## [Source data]

========================================================================

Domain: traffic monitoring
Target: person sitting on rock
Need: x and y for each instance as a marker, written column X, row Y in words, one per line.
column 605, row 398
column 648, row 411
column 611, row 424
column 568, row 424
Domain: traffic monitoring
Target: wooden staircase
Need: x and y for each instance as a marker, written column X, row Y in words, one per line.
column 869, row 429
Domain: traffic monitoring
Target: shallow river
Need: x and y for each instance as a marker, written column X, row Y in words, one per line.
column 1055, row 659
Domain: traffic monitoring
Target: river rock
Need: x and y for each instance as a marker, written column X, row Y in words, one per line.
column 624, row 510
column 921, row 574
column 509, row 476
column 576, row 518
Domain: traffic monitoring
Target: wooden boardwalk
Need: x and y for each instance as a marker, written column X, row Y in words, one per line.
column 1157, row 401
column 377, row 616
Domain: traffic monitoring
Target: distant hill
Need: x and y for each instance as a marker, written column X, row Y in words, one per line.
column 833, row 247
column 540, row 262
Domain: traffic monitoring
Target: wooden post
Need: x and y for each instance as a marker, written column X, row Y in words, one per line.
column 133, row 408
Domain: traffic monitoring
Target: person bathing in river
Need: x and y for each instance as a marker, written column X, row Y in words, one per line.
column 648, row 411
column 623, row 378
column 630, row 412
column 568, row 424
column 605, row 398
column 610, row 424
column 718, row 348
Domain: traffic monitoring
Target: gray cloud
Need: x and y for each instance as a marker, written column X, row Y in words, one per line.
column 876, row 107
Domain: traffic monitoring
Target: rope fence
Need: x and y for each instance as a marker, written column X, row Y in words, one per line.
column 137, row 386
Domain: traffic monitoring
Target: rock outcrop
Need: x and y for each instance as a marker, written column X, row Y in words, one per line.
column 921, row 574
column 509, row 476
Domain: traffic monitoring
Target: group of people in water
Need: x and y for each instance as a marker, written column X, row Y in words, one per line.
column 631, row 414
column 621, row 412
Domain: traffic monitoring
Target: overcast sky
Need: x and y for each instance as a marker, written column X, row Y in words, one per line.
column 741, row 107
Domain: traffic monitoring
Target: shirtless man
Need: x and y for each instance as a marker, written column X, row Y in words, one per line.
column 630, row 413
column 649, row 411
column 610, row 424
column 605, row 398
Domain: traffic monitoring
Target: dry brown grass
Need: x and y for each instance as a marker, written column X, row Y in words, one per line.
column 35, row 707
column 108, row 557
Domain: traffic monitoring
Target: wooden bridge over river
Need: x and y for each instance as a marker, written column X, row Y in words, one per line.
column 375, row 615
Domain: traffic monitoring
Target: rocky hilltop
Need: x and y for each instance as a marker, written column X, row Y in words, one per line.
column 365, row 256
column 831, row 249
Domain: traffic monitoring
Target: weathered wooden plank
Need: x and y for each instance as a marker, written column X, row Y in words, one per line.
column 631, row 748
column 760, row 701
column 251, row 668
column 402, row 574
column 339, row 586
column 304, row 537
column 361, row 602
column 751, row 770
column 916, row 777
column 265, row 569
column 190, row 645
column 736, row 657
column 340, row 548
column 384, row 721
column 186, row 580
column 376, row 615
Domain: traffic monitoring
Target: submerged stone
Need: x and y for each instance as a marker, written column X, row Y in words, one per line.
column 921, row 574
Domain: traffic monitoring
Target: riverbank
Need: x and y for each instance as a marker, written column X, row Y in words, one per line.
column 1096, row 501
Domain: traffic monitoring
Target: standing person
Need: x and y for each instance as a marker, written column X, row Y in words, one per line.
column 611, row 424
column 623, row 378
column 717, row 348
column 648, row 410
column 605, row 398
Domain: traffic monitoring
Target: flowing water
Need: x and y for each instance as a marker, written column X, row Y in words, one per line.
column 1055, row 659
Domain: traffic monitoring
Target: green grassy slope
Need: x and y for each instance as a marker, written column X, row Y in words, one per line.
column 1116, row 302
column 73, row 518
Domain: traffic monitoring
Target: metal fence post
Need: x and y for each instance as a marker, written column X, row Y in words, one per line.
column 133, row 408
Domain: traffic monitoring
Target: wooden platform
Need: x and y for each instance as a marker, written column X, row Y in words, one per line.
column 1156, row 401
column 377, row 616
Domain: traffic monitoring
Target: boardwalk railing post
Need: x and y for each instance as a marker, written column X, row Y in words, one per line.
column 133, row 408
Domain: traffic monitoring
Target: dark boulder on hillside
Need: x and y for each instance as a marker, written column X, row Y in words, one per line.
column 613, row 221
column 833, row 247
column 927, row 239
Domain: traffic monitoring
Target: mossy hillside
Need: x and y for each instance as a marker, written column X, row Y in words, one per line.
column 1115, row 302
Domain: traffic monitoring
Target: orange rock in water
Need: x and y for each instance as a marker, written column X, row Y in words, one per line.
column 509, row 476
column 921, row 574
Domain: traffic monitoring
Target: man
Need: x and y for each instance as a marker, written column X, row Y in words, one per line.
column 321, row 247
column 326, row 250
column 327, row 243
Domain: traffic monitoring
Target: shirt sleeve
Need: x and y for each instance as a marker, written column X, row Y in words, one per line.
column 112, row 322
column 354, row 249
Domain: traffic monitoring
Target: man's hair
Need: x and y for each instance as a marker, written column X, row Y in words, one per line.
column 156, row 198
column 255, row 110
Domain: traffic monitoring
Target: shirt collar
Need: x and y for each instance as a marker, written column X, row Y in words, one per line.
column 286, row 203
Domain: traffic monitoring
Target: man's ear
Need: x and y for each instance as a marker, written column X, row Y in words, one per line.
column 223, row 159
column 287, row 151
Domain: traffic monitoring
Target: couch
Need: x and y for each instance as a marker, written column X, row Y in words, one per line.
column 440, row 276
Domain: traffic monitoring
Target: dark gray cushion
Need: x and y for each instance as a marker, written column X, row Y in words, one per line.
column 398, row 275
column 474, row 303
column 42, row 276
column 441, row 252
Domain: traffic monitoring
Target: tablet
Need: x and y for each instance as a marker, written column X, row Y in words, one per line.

========================================================================

## [REQUIREMENT]
Repeat the full set of records above character for character.

## [RESPONSE AREA]
Domain: traffic monitoring
Target: person sitting on rock
Need: x and y for each instance as a marker, written column X, row Y in words, one per line.
column 605, row 398
column 648, row 411
column 611, row 424
column 568, row 424
Domain: traffic monitoring
Target: wooden staircase
Need: x and y for each instance as a marker, written column X, row Y in words, one per line.
column 869, row 429
Domain: traffic monitoring
Target: shallow river
Need: x and y for each instance as a marker, written column X, row Y in words, one per line.
column 1055, row 659
Domain: traffic monitoring
Target: river rock
Need: x and y for each instance as a marker, written column X, row Y in words, one per line.
column 624, row 510
column 921, row 574
column 509, row 476
column 576, row 518
Domain: traffic monitoring
Target: wooden boardwalk
Need: x and y for each instance as a marker, written column X, row Y in words, one per line.
column 1157, row 401
column 377, row 616
Domain: traffic monitoring
Target: distant hill
Need: x and y for each instance as a marker, written column X, row Y in words, one per line.
column 833, row 247
column 540, row 262
Domain: traffic monitoring
Target: wooden post
Need: x and y for each instance as a marker, written column X, row Y in words, one per line.
column 133, row 408
Domain: traffic monitoring
Target: person bathing in river
Need: x and y for each instance as a marker, written column X, row Y in words, one per line.
column 648, row 411
column 623, row 378
column 630, row 412
column 568, row 424
column 605, row 398
column 610, row 424
column 718, row 348
Domain: traffic monitoring
Target: gray cloud
Need: x and y for each instance as a marker, written column X, row Y in words, one per line.
column 876, row 107
Domain: traffic monitoring
Target: rope fence
Need: x and y for each instance as a marker, written column X, row Y in words, one per line.
column 137, row 386
Domain: traffic monitoring
Target: rock outcrop
Need: x and y for each instance as a marker, written column X, row Y in words, one per line.
column 921, row 574
column 509, row 476
Domain: traffic monitoring
Target: group of people in water
Need: x and y for each instance as a marker, written column X, row Y in words, one per line.
column 631, row 414
column 621, row 412
Domain: traffic monitoring
Target: overcast sky
Need: x and y for each instance as a marker, written column X, row Y in words, one per line.
column 741, row 107
Domain: traffic monitoring
Target: shirtless man
Need: x and y for each instance as a marker, written column X, row Y in words, one per line.
column 630, row 413
column 649, row 411
column 610, row 424
column 605, row 398
Domain: traffic monitoring
Target: dry brown grass
Need: x and y for each instance as a marker, written column X, row Y in words, one per line.
column 35, row 707
column 108, row 557
Domain: traffic monitoring
Target: wooden bridge over river
Need: x and y for each instance as a marker, written column X, row Y in words, one per line.
column 375, row 615
Domain: traffic monitoring
Target: rocky hilltop
Need: x and y for each instance as a marker, written column X, row Y in words, one per line.
column 365, row 256
column 831, row 249
Domain: traffic monitoring
Target: weathered wooden plank
Need: x and y for each instance as a marker, written column X, row Y in words, one per line.
column 631, row 748
column 760, row 701
column 251, row 668
column 402, row 574
column 339, row 586
column 304, row 537
column 361, row 602
column 751, row 770
column 916, row 777
column 265, row 569
column 190, row 645
column 736, row 657
column 340, row 548
column 384, row 721
column 186, row 580
column 376, row 615
Domain: traffic monitoring
Target: submerged stone
Need: x and y for each instance as a marker, written column X, row Y in words, one per line.
column 921, row 574
Domain: traffic monitoring
Target: riverbank
Need: x and y for each instance as a marker, written column X, row Y in words, one per line.
column 1096, row 501
Domain: traffic monitoring
Target: standing person
Need: x and y for each instance as a marker, written column X, row Y in words, one per line.
column 611, row 424
column 623, row 378
column 717, row 348
column 648, row 410
column 605, row 398
Domain: traffic monitoring
Target: flowing water
Need: x and y for each instance as a marker, written column X, row Y in words, one per line.
column 1055, row 659
Domain: traffic monitoring
Target: green grassy slope
Need: x and y for each instance as a marker, written column X, row Y in words, one per line.
column 1116, row 302
column 73, row 518
Domain: traffic monitoring
Target: metal fence post
Need: x and y for each instance as a marker, written column X, row Y in words, one per line.
column 133, row 408
Domain: traffic monitoring
Target: wooden platform
Need: x and y for each instance as a marker, written column X, row Y in words, one per line.
column 1156, row 401
column 377, row 616
Domain: traffic monitoring
Target: boardwalk railing post
Need: x and y for each instance as a marker, written column X, row Y in words, one per line.
column 133, row 408
Domain: traffic monitoring
Target: dark boulder on hillside
Need: x and y for each instance as a marker, written column X, row Y in words, one per line.
column 613, row 221
column 833, row 247
column 927, row 239
Domain: traffic monitoring
Target: mossy hillside
Need: x and y for each instance as a marker, written column X, row Y in words, one per line.
column 1115, row 302
Domain: traffic monitoring
Target: orange rock in water
Need: x and y for each instance as a marker, written column X, row Y in words, one per line.
column 509, row 476
column 921, row 574
Domain: traffic monitoring
Target: man
Need: x and y for each instance as a marker, written column X, row Y in words, one per line.
column 321, row 247
column 326, row 250
column 327, row 243
Domain: traffic monitoring
Target: shirt sleeve
Need: x and y for each instance as a marker, written column X, row Y in words, one per line.
column 112, row 322
column 354, row 249
Domain: traffic monitoring
Target: man's hair
Need: x and y for each instance as a marker, written column X, row Y in words, one per line.
column 156, row 198
column 255, row 110
Domain: traffic monitoring
Target: shirt collar
Need: x and y for each instance as a marker, written column X, row Y in words, one per line.
column 286, row 203
Domain: traffic monitoring
Target: man's ear
Need: x and y for each instance as a marker, written column X, row Y in words, one per line.
column 223, row 159
column 287, row 151
Domain: traffic monitoring
Target: couch
Need: x and y for each instance as a marker, written column X, row Y in words, one per line.
column 440, row 276
Domain: traffic monitoring
Target: dark gray cushion
Need: x and y for each instance as a marker, written column X, row Y in words, one per line.
column 398, row 275
column 474, row 303
column 42, row 276
column 441, row 252
Domain: traffic monitoring
Target: tablet
Need: x and y for each instance as a marker, written column X, row Y in words, one per line.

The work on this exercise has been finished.